**TRY IT**
Where the word "crowd" occurs in a line of the data, return the whole line.

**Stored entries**
******

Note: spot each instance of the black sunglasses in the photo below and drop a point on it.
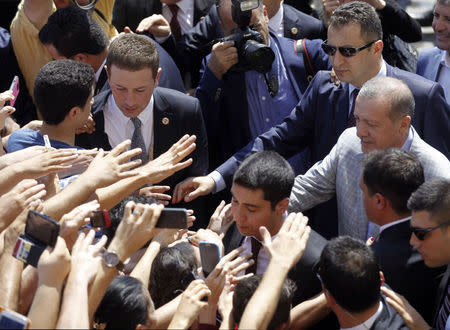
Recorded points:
(345, 51)
(422, 232)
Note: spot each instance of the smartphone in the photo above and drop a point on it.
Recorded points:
(209, 256)
(15, 89)
(12, 320)
(42, 228)
(100, 219)
(172, 218)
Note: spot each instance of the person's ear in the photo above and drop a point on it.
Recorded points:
(282, 206)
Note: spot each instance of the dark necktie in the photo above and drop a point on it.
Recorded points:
(174, 24)
(256, 246)
(137, 141)
(444, 312)
(351, 122)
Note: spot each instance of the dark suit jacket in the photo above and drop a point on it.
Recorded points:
(185, 117)
(303, 274)
(389, 318)
(442, 290)
(321, 117)
(132, 12)
(224, 102)
(404, 269)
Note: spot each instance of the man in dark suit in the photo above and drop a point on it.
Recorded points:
(430, 225)
(351, 280)
(388, 179)
(261, 189)
(135, 108)
(326, 109)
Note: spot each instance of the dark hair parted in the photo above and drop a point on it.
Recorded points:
(393, 173)
(434, 197)
(269, 172)
(245, 289)
(398, 94)
(72, 31)
(172, 271)
(61, 85)
(347, 266)
(361, 13)
(125, 304)
(133, 52)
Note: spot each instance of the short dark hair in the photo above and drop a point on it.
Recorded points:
(71, 31)
(245, 289)
(396, 91)
(361, 13)
(133, 52)
(269, 172)
(347, 266)
(172, 271)
(434, 197)
(61, 85)
(393, 173)
(124, 305)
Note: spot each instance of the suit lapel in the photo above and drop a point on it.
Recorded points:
(163, 127)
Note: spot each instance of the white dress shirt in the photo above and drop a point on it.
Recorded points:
(118, 127)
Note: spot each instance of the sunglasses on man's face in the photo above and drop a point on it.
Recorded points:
(422, 232)
(345, 51)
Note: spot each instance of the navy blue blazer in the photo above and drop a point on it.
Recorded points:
(404, 269)
(224, 102)
(429, 63)
(321, 117)
(184, 117)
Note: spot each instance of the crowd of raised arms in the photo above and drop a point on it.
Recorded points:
(232, 164)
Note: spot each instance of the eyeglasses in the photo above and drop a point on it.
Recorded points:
(345, 51)
(422, 232)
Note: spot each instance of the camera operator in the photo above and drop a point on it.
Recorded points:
(257, 95)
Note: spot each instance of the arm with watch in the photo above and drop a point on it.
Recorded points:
(135, 229)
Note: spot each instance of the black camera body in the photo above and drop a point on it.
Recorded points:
(253, 54)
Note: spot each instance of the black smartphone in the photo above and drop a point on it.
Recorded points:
(13, 320)
(209, 256)
(15, 89)
(100, 219)
(172, 218)
(42, 228)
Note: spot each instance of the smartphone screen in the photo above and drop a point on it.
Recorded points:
(209, 256)
(172, 218)
(15, 89)
(12, 320)
(42, 228)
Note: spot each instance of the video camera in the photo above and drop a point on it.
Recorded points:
(252, 52)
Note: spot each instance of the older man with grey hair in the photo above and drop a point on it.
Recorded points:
(383, 112)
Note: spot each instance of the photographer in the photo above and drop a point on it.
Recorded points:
(249, 100)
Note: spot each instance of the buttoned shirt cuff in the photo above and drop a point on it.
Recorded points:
(218, 179)
(161, 40)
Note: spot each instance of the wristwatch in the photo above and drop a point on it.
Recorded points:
(112, 260)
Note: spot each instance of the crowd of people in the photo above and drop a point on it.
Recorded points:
(225, 164)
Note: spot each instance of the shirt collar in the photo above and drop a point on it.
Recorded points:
(275, 23)
(380, 73)
(184, 5)
(145, 116)
(390, 224)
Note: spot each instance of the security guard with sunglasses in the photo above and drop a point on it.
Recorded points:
(326, 109)
(430, 226)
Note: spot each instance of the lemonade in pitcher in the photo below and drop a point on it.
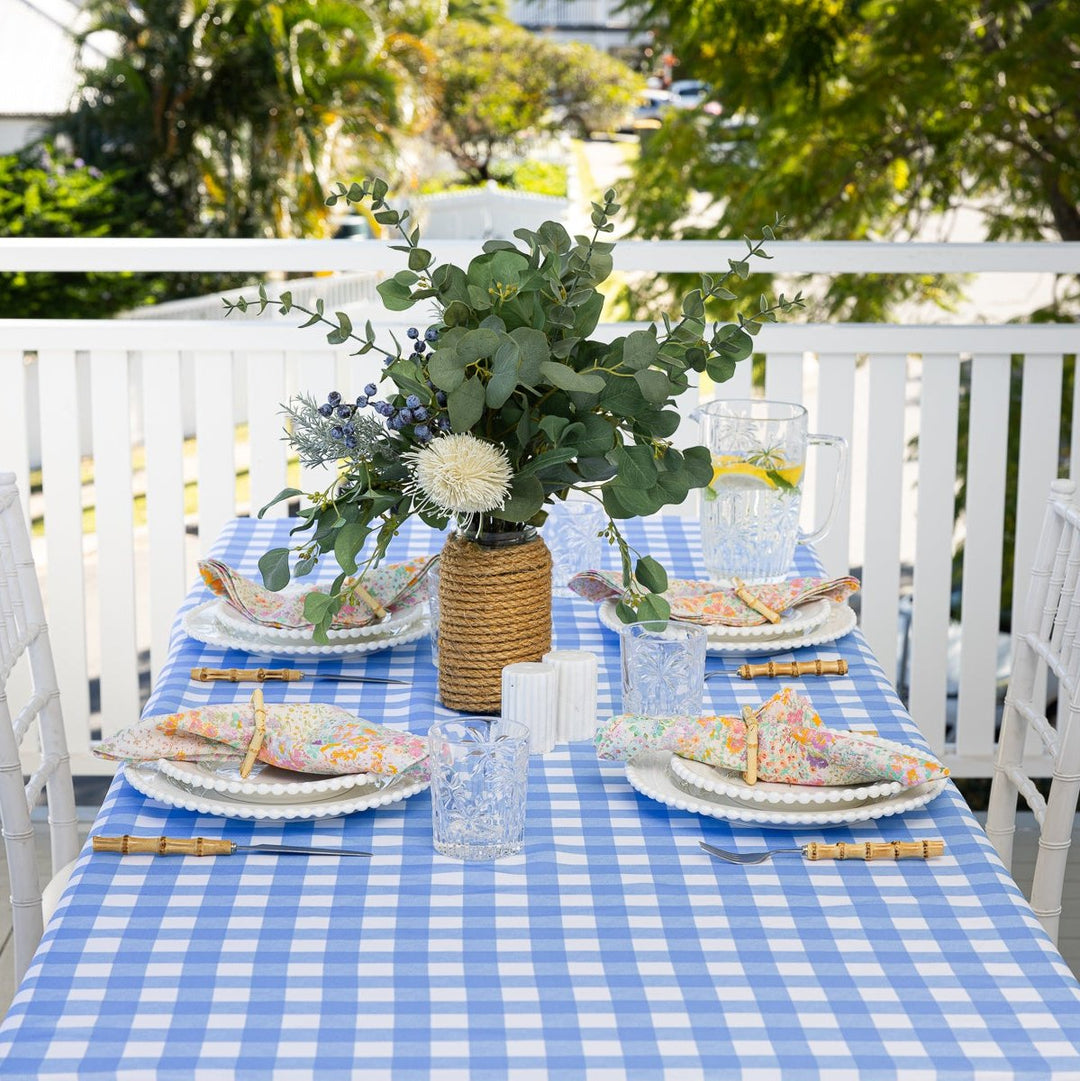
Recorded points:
(750, 508)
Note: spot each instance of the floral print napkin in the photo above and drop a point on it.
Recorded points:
(794, 748)
(705, 602)
(396, 586)
(307, 737)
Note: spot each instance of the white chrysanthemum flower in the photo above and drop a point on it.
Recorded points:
(460, 475)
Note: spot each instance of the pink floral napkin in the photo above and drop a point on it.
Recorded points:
(792, 746)
(307, 737)
(395, 586)
(708, 603)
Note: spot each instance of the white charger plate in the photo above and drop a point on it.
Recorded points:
(202, 624)
(269, 785)
(235, 622)
(651, 775)
(164, 789)
(720, 782)
(840, 619)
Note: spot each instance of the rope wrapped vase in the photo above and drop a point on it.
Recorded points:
(494, 610)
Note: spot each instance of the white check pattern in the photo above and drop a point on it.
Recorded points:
(613, 948)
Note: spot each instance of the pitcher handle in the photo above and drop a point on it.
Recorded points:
(841, 448)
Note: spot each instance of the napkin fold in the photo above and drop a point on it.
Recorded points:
(794, 748)
(394, 586)
(306, 737)
(707, 603)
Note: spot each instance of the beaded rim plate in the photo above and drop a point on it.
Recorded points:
(651, 775)
(270, 785)
(839, 621)
(202, 624)
(238, 624)
(718, 781)
(164, 789)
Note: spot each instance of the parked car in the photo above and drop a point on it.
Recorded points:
(648, 110)
(689, 93)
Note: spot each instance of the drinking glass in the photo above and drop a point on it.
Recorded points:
(663, 669)
(479, 777)
(572, 534)
(750, 509)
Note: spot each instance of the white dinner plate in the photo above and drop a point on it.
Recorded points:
(840, 619)
(716, 779)
(265, 784)
(150, 782)
(651, 775)
(202, 624)
(392, 624)
(797, 621)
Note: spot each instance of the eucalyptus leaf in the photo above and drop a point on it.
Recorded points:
(275, 568)
(466, 404)
(651, 574)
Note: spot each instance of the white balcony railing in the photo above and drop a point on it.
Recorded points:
(217, 371)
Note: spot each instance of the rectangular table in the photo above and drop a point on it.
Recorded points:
(611, 948)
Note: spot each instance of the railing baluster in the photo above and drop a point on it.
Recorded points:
(933, 555)
(215, 441)
(114, 524)
(884, 462)
(835, 416)
(266, 383)
(983, 524)
(784, 376)
(163, 436)
(62, 482)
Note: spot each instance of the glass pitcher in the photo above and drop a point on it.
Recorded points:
(750, 509)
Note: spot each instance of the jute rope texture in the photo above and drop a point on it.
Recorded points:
(494, 610)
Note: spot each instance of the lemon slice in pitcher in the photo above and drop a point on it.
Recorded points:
(730, 471)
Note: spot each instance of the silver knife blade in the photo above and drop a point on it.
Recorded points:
(347, 678)
(292, 850)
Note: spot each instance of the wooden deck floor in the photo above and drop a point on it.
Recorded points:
(1024, 867)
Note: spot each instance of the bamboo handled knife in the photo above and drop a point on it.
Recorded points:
(128, 845)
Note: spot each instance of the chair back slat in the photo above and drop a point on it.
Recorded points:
(1039, 443)
(26, 635)
(1044, 642)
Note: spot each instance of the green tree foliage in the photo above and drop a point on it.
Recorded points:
(862, 118)
(43, 194)
(500, 84)
(230, 116)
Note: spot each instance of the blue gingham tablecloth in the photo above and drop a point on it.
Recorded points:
(612, 948)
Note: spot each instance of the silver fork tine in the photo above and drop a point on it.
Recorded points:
(744, 857)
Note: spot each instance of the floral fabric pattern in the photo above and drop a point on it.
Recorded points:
(307, 737)
(396, 586)
(794, 748)
(710, 604)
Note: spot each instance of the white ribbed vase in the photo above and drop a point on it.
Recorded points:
(530, 695)
(576, 712)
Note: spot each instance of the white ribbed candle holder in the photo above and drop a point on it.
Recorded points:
(576, 712)
(531, 695)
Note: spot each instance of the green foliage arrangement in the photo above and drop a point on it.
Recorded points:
(510, 373)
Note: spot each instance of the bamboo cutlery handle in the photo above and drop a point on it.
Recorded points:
(247, 675)
(875, 850)
(164, 845)
(773, 668)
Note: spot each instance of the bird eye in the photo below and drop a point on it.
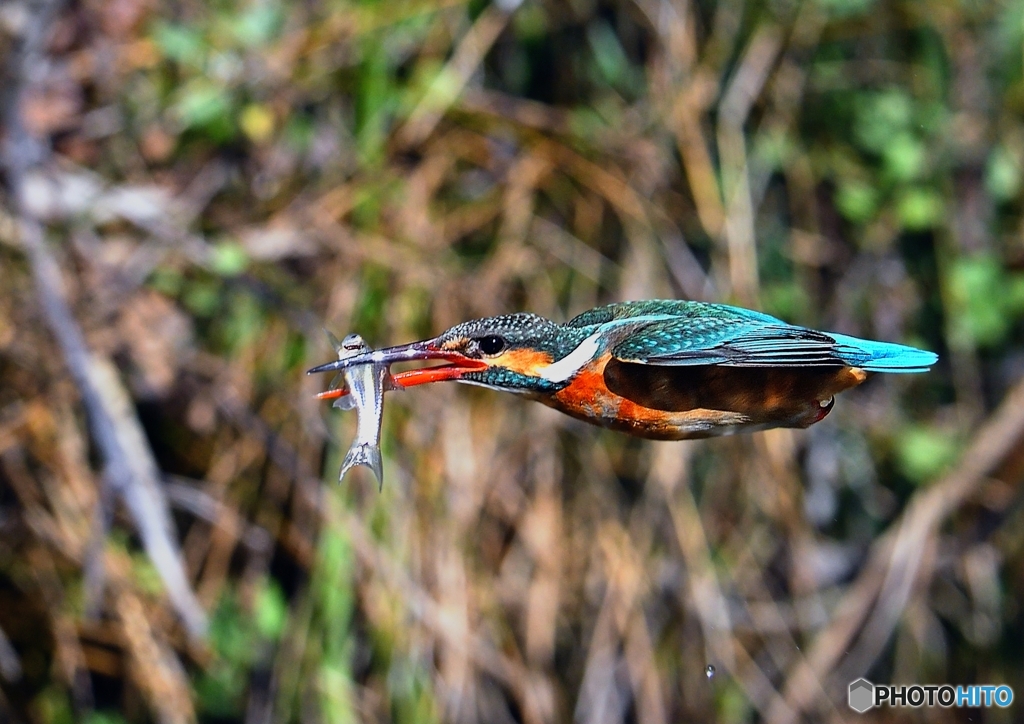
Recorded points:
(492, 344)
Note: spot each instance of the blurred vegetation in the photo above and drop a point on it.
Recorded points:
(228, 176)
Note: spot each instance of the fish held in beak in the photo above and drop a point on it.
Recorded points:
(427, 350)
(367, 377)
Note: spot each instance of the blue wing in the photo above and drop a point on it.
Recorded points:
(715, 334)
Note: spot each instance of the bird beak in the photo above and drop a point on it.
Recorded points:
(458, 364)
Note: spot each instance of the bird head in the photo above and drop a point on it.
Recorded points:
(510, 352)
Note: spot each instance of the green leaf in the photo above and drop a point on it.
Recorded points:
(857, 202)
(257, 25)
(904, 157)
(1003, 174)
(228, 259)
(203, 103)
(184, 45)
(881, 117)
(270, 610)
(977, 288)
(846, 8)
(924, 453)
(920, 209)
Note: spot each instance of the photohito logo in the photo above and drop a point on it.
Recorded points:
(863, 695)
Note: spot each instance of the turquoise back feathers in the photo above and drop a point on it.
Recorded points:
(680, 333)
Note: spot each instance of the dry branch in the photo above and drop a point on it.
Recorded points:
(129, 467)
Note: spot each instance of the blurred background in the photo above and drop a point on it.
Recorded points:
(192, 189)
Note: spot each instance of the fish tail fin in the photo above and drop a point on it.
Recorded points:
(368, 456)
(884, 356)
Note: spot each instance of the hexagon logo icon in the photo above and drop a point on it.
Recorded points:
(861, 695)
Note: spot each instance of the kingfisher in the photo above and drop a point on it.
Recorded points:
(656, 369)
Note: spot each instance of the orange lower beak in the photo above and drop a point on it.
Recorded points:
(458, 365)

******

**SOLVED EXERCISE**
Note: spot each instance of the crowd of raised arms in the photo above and drop a point on it.
Note: spot each instance of the crowd of people in the photo above and drop a point on it.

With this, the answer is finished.